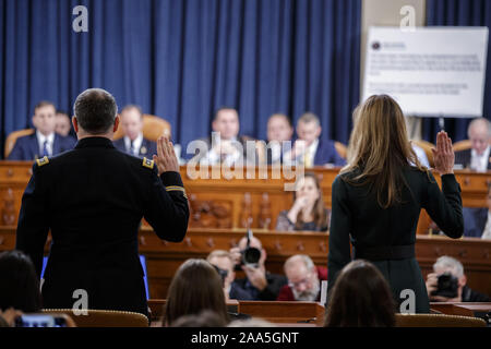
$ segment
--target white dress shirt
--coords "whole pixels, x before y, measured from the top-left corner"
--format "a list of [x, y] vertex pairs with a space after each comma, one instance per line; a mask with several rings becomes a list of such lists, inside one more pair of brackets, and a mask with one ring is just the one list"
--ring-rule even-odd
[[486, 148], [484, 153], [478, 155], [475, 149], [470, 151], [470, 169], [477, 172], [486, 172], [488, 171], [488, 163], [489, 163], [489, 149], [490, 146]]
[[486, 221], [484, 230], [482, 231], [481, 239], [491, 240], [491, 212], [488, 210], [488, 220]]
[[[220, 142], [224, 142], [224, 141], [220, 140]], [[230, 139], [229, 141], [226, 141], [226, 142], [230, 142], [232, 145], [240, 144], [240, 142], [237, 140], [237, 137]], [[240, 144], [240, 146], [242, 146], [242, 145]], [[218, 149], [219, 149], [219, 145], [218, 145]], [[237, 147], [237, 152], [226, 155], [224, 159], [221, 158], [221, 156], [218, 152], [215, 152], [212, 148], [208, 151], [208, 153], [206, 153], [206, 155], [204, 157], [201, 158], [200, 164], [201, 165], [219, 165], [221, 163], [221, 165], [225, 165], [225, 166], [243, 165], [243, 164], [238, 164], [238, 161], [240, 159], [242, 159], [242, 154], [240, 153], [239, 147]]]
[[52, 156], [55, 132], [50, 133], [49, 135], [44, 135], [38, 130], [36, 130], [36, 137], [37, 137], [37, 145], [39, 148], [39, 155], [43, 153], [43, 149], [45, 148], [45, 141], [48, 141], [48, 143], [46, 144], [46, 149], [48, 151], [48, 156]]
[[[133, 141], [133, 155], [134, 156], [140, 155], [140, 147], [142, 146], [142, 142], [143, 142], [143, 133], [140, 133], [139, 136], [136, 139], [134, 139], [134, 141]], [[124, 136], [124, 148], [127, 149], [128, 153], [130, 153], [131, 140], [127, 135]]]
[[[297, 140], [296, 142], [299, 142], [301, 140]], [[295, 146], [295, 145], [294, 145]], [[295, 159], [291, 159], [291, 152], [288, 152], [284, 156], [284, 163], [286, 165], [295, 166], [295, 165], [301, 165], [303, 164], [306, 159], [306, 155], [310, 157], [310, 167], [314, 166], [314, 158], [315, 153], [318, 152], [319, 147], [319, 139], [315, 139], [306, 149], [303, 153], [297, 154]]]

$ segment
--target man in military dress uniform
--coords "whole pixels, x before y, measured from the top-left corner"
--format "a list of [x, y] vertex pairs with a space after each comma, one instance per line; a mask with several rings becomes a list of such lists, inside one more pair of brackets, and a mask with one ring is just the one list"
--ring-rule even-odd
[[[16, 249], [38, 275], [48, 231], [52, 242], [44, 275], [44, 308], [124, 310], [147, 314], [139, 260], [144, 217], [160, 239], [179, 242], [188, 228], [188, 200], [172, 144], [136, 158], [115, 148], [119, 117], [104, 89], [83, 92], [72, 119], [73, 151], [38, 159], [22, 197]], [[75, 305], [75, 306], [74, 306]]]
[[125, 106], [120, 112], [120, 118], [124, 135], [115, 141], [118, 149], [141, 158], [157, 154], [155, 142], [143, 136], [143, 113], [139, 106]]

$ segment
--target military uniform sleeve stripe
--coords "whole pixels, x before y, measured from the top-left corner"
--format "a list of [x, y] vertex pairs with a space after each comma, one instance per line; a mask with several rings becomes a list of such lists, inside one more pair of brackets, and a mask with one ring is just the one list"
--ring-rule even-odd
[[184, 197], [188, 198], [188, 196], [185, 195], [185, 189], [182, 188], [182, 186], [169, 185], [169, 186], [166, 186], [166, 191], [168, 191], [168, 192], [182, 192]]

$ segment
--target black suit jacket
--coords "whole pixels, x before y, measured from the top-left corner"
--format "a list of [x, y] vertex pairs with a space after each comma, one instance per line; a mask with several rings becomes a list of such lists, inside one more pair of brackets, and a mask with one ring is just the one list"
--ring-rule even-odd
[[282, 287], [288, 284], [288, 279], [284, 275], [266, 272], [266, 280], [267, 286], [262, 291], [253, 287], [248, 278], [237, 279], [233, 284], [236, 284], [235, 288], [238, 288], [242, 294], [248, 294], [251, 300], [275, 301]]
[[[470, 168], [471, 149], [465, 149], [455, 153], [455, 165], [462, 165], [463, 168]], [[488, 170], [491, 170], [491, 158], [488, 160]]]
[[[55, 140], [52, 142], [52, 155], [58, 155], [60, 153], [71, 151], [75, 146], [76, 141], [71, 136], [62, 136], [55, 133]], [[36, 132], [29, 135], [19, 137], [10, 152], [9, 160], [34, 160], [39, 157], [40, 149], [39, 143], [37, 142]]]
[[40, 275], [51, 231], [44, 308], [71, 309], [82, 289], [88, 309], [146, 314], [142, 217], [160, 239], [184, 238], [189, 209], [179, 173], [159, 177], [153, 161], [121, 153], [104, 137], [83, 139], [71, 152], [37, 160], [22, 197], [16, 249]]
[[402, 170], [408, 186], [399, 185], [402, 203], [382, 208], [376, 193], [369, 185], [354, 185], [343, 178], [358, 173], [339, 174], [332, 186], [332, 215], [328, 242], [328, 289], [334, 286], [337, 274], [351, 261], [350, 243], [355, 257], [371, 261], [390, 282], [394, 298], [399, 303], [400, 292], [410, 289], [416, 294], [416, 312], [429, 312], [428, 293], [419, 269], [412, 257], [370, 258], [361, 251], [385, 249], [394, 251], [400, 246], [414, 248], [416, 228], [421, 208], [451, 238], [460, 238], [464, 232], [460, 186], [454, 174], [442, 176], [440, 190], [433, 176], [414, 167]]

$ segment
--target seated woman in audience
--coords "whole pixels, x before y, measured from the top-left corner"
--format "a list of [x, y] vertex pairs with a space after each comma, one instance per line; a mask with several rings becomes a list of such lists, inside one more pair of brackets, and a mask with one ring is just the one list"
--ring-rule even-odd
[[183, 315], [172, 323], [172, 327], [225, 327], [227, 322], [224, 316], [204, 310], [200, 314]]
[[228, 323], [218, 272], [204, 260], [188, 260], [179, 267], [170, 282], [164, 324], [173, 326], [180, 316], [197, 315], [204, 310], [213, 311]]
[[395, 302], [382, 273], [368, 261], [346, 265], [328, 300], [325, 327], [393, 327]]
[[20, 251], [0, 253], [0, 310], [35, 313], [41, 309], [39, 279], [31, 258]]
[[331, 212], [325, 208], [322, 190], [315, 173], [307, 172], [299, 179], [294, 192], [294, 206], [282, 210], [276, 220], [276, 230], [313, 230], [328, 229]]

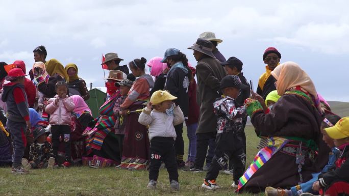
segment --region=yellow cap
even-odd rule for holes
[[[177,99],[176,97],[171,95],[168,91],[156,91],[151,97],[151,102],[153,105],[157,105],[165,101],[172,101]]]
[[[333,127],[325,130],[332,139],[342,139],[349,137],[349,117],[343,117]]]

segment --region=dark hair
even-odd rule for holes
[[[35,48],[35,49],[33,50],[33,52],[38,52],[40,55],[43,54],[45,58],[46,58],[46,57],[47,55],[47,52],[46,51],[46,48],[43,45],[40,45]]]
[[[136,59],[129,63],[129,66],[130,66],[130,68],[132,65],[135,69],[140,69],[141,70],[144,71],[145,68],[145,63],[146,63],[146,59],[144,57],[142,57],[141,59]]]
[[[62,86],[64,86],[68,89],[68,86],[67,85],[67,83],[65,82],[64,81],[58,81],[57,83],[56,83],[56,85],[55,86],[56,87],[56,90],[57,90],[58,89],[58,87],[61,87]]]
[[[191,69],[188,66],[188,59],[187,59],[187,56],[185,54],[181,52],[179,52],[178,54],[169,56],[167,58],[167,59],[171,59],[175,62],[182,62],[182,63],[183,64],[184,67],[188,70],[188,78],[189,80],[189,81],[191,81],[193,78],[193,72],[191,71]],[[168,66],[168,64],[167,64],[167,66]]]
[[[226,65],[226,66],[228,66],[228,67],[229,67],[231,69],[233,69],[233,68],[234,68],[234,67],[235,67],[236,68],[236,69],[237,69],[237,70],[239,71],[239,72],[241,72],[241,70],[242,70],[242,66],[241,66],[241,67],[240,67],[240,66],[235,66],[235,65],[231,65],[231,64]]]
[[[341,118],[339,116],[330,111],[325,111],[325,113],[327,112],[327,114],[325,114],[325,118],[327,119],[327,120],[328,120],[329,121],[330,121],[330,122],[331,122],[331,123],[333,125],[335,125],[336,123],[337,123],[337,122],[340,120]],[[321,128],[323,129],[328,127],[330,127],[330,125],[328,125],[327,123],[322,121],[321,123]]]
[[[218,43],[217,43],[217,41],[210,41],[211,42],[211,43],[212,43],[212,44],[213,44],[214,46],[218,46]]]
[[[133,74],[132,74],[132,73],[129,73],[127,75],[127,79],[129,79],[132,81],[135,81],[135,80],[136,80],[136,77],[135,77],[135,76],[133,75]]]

SHORT TASK: Please report each line of the items above that contains the word "military", copying every such line in full.

TASK ANSWER:
--target man in military dress uniform
--target military uniform sleeve stripe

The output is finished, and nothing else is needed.